Format the records as a numbered list with blank lines omitted, starting at the line that contains "Target: throw pillow" and ending with the last line of the records.

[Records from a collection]
⁂
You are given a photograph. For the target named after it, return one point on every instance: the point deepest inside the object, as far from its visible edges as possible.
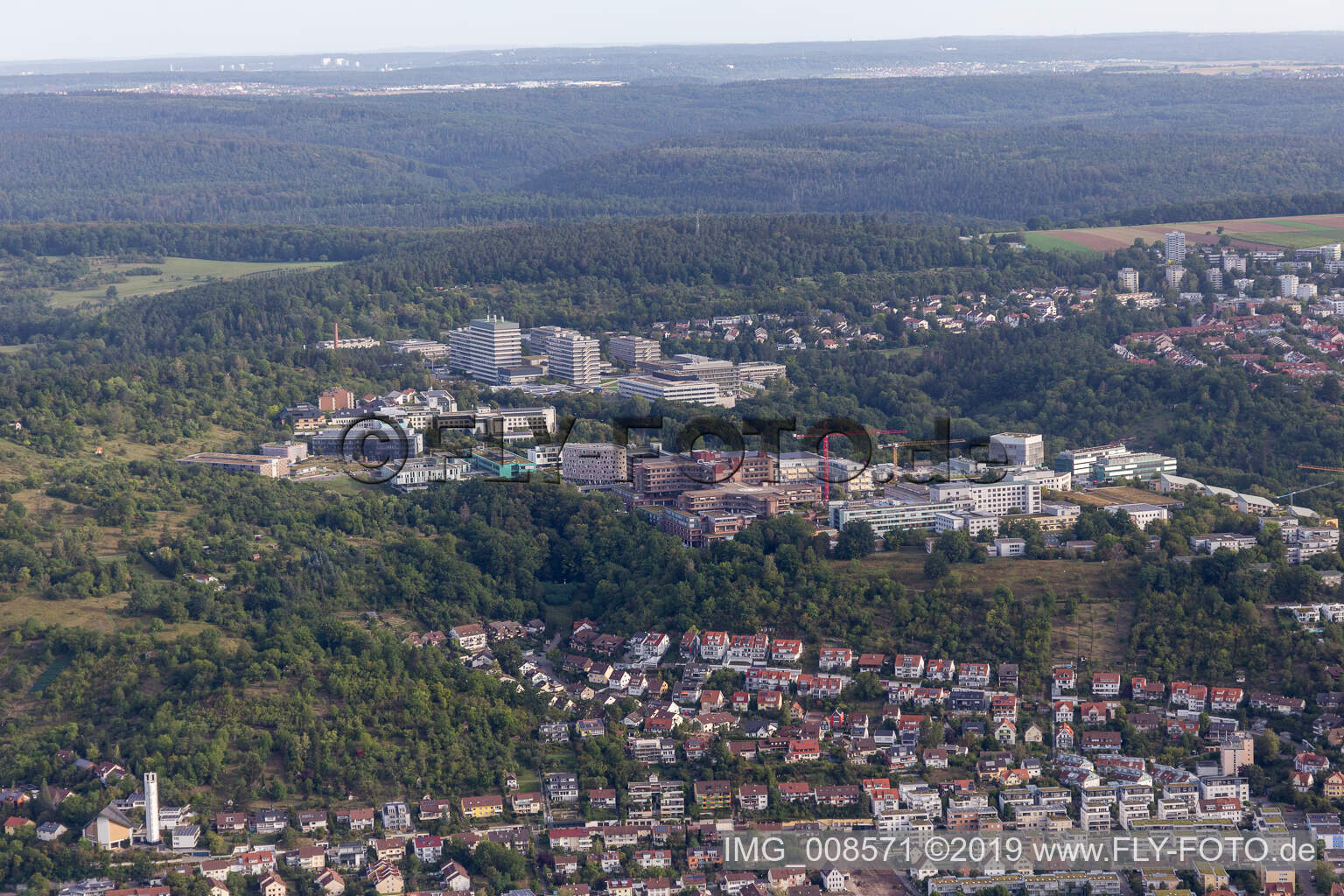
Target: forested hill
(594, 274)
(1005, 148)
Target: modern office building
(704, 368)
(634, 349)
(418, 473)
(759, 373)
(486, 346)
(256, 464)
(990, 497)
(1078, 462)
(500, 464)
(594, 464)
(1176, 246)
(571, 356)
(429, 349)
(508, 424)
(1018, 449)
(1132, 465)
(290, 452)
(887, 514)
(370, 439)
(659, 388)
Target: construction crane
(914, 444)
(1292, 494)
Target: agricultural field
(1301, 231)
(173, 273)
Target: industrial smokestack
(150, 808)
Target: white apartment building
(418, 473)
(570, 355)
(887, 514)
(1176, 246)
(970, 522)
(1211, 542)
(657, 388)
(1140, 514)
(990, 497)
(594, 464)
(486, 346)
(1078, 462)
(1019, 449)
(632, 349)
(759, 373)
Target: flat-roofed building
(256, 464)
(634, 349)
(1140, 514)
(426, 348)
(571, 356)
(1132, 465)
(594, 464)
(711, 369)
(1078, 462)
(657, 388)
(1019, 449)
(759, 373)
(760, 500)
(290, 452)
(484, 346)
(886, 514)
(990, 497)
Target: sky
(140, 29)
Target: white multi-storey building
(990, 497)
(1176, 246)
(571, 356)
(594, 464)
(657, 388)
(1019, 449)
(632, 349)
(486, 346)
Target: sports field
(1301, 231)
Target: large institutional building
(571, 356)
(484, 348)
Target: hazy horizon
(147, 30)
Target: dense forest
(1003, 148)
(290, 677)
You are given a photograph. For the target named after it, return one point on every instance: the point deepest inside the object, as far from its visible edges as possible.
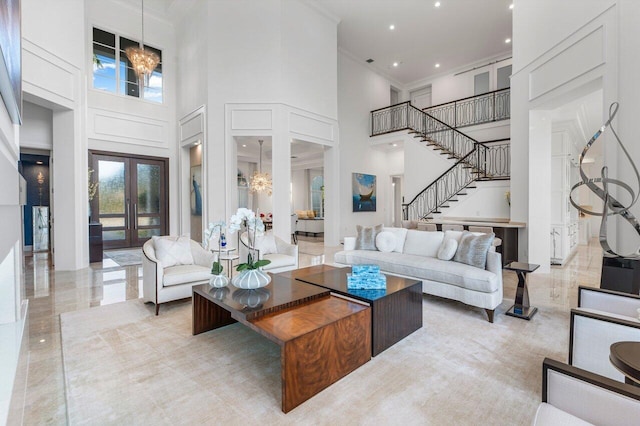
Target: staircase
(474, 160)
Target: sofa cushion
(473, 249)
(279, 260)
(171, 251)
(400, 235)
(266, 242)
(386, 241)
(422, 243)
(447, 249)
(183, 274)
(366, 238)
(424, 268)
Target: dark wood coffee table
(322, 337)
(395, 312)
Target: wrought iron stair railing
(484, 108)
(476, 161)
(434, 132)
(488, 161)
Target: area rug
(124, 365)
(126, 257)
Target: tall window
(317, 196)
(114, 74)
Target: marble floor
(52, 292)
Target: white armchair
(573, 396)
(602, 318)
(283, 256)
(190, 264)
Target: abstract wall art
(363, 192)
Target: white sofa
(161, 284)
(283, 257)
(416, 257)
(313, 226)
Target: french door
(131, 202)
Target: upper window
(114, 74)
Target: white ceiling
(456, 34)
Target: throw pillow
(473, 249)
(386, 241)
(266, 243)
(172, 251)
(401, 236)
(366, 238)
(447, 249)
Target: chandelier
(142, 61)
(260, 182)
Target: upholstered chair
(283, 256)
(574, 396)
(603, 317)
(171, 266)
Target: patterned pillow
(473, 249)
(386, 241)
(447, 249)
(366, 238)
(172, 251)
⁂
(RESULT FOR THIS EXERCISE):
1. Target: throw pillow
2. (473, 249)
3. (386, 241)
4. (266, 243)
5. (172, 251)
6. (401, 236)
7. (366, 238)
8. (447, 249)
9. Target: chandelier
10. (142, 61)
11. (260, 182)
12. Target: upholstered chair
13. (283, 256)
14. (574, 396)
15. (603, 317)
16. (171, 266)
17. Target: patterned pillow
18. (473, 249)
19. (386, 241)
20. (447, 249)
21. (366, 238)
22. (172, 251)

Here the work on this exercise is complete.